DATA SUPPLIED Start Marker
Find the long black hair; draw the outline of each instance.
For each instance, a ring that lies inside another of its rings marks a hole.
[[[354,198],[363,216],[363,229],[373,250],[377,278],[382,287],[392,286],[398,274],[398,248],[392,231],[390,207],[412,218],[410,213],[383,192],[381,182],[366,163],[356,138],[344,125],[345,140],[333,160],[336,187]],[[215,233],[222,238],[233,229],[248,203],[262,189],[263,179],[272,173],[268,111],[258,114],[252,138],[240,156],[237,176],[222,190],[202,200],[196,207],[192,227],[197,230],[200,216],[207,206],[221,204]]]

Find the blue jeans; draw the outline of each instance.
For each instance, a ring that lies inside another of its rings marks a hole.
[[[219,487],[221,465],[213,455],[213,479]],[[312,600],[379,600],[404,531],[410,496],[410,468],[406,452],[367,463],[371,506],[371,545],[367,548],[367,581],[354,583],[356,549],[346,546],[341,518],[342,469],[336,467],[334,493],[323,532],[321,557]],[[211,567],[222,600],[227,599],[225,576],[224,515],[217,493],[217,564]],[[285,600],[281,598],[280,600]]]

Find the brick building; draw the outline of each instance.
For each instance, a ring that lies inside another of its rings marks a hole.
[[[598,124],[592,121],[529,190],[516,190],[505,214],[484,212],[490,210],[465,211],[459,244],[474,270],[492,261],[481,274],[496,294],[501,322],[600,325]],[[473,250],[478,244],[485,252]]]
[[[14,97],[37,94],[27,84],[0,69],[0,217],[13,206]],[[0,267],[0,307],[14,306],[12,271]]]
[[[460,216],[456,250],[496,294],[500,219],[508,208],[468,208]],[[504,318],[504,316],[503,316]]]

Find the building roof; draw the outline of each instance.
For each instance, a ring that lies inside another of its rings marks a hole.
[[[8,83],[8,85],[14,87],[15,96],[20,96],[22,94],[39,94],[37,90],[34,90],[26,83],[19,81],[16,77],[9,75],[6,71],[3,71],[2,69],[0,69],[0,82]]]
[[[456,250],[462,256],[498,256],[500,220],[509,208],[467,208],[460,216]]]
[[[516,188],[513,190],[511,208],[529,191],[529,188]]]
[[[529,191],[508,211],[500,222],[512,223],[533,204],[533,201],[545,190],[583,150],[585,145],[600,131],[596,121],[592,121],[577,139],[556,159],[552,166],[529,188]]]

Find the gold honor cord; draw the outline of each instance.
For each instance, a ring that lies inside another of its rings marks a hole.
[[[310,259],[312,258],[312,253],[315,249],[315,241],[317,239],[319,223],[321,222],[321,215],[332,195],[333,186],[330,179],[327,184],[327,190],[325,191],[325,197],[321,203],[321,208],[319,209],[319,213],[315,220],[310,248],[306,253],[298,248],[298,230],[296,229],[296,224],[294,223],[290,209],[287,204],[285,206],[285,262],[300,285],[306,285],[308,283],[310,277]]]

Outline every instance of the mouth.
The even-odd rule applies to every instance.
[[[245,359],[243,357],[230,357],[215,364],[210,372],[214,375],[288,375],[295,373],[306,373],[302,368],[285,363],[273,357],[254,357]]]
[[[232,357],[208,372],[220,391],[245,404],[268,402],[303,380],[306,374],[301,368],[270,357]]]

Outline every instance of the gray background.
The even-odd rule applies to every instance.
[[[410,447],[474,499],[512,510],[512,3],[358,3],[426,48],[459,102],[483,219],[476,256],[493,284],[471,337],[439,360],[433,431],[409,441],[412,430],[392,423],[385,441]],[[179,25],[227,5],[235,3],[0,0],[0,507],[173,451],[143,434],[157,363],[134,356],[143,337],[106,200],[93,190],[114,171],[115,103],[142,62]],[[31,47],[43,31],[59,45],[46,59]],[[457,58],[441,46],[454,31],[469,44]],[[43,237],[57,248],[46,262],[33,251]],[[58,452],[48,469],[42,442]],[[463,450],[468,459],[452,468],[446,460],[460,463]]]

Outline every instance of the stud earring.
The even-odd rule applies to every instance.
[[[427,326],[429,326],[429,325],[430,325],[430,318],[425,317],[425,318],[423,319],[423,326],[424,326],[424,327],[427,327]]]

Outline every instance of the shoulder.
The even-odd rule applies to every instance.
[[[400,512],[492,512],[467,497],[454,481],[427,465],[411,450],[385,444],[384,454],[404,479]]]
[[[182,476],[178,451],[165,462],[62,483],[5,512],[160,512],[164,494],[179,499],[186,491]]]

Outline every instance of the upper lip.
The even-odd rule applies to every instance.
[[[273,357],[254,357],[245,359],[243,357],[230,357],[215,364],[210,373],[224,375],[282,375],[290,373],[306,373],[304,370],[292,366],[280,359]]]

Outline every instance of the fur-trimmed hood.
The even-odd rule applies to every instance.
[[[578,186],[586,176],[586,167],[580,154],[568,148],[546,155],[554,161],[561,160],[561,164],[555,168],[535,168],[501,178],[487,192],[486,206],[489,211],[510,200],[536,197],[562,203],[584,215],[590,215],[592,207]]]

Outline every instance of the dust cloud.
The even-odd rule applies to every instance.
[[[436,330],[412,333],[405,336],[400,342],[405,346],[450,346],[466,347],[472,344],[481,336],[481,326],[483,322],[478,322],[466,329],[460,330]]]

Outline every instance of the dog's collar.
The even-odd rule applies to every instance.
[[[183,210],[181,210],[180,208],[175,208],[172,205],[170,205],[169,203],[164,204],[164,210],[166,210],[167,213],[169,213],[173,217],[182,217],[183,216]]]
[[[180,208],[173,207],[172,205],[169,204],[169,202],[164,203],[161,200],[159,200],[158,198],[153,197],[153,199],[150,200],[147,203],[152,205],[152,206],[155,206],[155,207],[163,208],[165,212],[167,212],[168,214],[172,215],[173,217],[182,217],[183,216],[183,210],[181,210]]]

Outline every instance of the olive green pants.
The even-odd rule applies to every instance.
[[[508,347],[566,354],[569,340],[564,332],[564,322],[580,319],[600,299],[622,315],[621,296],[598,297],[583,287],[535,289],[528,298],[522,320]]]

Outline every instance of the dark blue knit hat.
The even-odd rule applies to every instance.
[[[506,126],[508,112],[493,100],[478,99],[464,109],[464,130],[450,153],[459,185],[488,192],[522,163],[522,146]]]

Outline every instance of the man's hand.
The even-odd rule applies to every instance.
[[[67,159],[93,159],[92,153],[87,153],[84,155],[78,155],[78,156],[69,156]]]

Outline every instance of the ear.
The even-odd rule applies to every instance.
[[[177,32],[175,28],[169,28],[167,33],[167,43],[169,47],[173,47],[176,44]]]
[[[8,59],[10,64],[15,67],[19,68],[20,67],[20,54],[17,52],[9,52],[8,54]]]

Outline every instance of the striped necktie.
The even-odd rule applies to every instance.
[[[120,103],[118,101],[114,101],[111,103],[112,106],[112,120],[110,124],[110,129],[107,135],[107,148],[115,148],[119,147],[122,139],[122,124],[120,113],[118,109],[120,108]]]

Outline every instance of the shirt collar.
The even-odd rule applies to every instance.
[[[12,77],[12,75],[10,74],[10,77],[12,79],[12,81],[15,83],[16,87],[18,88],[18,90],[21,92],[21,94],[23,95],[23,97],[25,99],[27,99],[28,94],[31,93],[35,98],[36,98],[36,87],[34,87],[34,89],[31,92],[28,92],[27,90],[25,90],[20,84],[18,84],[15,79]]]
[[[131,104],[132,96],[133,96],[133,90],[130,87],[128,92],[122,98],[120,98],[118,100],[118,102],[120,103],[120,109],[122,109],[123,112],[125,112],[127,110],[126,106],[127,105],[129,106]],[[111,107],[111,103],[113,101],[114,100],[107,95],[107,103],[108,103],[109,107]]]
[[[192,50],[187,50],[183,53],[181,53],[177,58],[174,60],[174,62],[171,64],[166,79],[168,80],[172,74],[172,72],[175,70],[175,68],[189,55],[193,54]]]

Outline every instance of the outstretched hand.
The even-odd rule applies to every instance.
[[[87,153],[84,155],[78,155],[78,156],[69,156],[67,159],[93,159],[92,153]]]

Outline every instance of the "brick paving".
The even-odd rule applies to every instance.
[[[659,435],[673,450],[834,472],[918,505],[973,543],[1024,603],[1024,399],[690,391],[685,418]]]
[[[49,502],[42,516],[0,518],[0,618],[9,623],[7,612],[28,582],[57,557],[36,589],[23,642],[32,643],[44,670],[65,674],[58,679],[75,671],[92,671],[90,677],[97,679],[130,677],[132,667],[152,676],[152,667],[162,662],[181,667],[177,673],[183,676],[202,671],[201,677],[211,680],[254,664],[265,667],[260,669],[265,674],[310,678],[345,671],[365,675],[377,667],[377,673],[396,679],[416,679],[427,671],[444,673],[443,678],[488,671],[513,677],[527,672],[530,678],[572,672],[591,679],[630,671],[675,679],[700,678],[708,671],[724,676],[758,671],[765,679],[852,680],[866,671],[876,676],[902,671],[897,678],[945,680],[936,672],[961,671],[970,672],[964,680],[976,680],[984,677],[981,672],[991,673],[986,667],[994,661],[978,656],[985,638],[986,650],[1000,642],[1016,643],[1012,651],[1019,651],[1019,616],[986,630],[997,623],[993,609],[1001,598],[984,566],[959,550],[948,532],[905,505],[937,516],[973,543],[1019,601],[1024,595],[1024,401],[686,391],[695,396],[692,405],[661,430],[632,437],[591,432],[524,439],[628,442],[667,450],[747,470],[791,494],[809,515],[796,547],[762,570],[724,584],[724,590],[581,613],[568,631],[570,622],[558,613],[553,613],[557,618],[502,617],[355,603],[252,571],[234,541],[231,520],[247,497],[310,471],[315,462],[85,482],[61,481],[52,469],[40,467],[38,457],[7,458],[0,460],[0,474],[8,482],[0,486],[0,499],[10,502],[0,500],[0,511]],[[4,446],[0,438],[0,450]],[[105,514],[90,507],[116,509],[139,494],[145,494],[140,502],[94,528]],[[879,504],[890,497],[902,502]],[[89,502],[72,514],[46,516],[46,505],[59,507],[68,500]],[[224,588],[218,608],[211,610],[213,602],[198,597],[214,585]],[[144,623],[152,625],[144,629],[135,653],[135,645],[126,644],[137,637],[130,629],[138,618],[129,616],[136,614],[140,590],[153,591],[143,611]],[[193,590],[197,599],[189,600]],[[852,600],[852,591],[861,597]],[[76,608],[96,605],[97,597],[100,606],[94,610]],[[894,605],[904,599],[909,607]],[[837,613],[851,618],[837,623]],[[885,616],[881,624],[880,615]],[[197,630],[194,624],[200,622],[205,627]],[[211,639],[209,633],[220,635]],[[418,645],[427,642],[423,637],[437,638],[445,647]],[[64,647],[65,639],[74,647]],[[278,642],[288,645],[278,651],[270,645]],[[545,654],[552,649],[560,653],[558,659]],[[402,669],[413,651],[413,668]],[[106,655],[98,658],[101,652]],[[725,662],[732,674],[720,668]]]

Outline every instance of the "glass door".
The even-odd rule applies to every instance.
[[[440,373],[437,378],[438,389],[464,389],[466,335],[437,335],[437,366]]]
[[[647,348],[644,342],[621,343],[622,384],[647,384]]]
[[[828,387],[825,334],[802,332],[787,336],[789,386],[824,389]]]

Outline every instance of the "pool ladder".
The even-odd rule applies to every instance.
DATA SUPPLIED End Marker
Take the entries above and copy out all lines with the string "collar".

COMPLETED EXERCISE:
Outline every instance of the dog's collar.
Outline every instance of the shirt collar.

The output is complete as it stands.